* _Фрагмент текста_
────────────────
Если результат исторического исследования до такой степени обусловлен предпочтениями самого ученого и может так легко измениться в руках другого исследователя, то как он может заслужить доверие в качестве серьезного вклада в развитие знания? И если факты и ценности неразрывно связаны между собой, то как отличить достоверный исторический труд от недостоверного? В период между мировыми войнами в некоторых кругах было можно соглашаться со скептиками если не полностью, то в основном. Научная интерпретация, утверждали эти историки, может считаться верной лишь в отношении потребностей эпохи, в которую она создавалась. Фразой «каждый сам себе историк»[244] американский ученый Карл М. Беккер отверг идею создания «окончательной» истории, характерную для профессионалов со времен Ранке. Позже его точку зрения в сжатой форме выразили Гордон Коннел-Смит и Хауэлл Ллойд:
«История – это не «прошлое» и даже не дошедшее до нас прошлое. Это реконструкция некоторых областей прошлого (на основе дошедших до нас [стр.168] сведений), которая каким-то образом имеет отношение к нынешним жизненным обстоятельствам историка, который их реконструировал»[245].
────────────────
* _Извлечённые материалы_
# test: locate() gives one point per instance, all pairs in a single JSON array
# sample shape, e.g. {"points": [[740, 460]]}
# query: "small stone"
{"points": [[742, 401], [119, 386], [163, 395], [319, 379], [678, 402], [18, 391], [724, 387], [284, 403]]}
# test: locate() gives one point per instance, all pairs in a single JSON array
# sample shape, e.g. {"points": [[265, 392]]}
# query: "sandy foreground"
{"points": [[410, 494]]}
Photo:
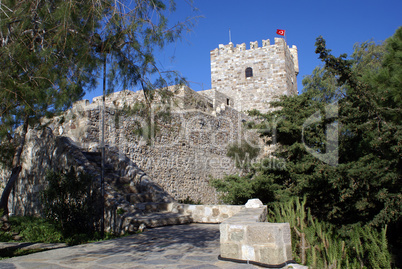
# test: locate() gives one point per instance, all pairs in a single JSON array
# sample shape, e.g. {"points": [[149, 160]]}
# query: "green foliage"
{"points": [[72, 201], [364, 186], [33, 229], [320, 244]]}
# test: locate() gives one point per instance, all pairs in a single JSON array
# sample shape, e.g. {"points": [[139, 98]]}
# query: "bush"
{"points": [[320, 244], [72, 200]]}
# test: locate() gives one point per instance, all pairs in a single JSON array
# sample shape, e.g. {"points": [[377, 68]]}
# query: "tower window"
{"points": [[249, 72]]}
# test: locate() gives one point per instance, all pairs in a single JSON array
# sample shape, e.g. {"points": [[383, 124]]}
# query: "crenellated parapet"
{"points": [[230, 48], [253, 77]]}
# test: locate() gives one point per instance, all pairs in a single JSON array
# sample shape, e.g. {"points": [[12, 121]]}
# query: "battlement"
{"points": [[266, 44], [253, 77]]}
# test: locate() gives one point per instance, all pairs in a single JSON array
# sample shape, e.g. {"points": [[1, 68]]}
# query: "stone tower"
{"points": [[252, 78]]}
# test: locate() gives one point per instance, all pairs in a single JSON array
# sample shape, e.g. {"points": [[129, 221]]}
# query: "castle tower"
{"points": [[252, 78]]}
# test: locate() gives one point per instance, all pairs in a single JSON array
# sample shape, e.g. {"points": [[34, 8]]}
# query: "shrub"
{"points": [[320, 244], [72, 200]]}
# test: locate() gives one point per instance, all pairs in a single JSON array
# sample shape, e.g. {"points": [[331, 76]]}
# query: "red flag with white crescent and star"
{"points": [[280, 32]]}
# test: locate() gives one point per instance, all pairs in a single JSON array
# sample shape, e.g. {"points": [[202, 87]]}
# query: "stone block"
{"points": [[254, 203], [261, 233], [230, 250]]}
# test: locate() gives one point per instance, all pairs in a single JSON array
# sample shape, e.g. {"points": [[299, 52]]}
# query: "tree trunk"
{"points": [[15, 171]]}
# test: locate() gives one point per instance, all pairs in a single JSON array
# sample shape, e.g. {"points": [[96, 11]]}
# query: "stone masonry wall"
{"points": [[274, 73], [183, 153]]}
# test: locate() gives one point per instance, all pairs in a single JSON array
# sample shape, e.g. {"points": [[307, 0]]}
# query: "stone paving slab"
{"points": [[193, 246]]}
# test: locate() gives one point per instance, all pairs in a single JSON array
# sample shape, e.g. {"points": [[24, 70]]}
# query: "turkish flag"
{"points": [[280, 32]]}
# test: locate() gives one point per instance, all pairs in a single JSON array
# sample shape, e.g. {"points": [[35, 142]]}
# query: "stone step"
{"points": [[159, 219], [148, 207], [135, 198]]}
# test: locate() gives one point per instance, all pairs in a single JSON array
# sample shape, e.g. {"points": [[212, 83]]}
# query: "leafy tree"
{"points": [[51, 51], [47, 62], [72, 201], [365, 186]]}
────────────────
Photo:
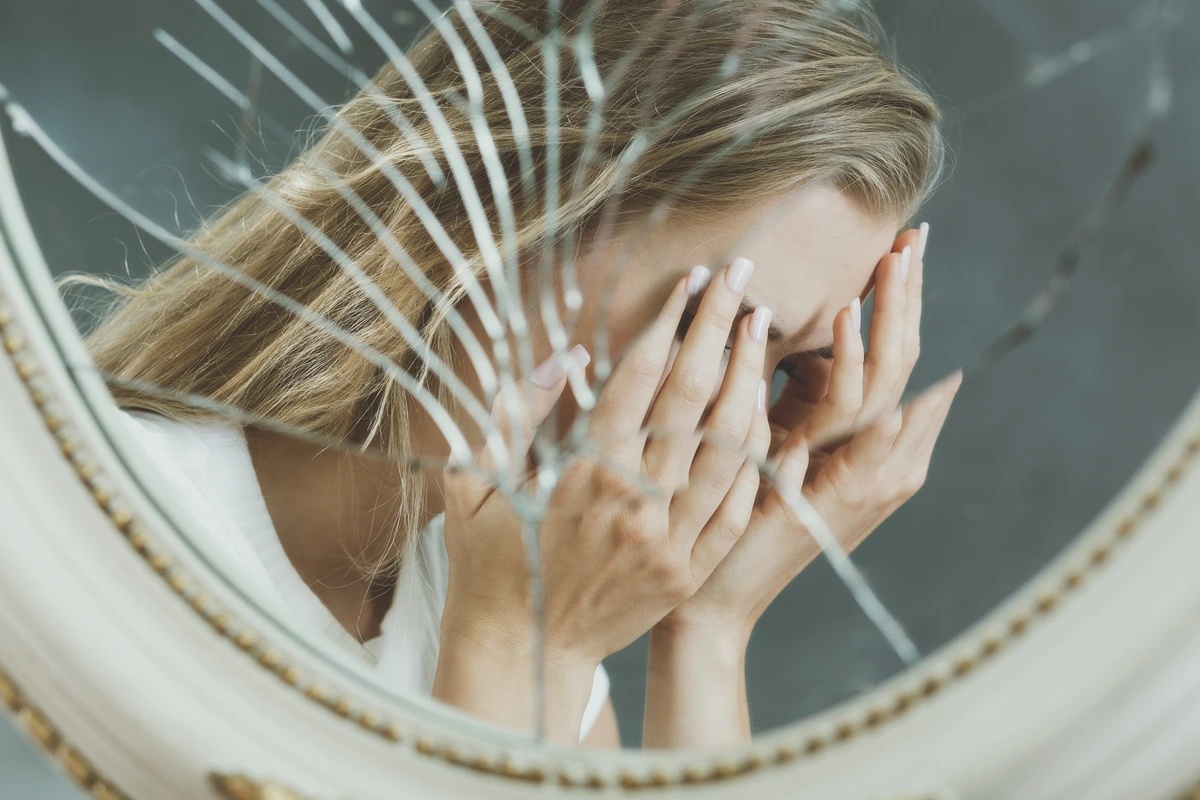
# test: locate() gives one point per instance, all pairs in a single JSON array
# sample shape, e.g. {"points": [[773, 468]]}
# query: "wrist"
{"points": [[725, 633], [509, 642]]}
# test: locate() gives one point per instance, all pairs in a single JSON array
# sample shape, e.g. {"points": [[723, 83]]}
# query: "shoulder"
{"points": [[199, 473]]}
────────────────
* _Задания_
(1) Выпишите из фрагмента все имена людей, которые в нём упоминаются.
(2) Какой фразой, согласно фрагменту, Карл М. Беккер отверг идею создания «окончательной» истории?
Записи для работы не понадобятся.

* _Ответы к заданиям_
(1) Карл М. Беккер, Ранке, Гордон Коннел-Смит, Хауэлл Ллойд.

(2) Фразой «каждый сам себе историк».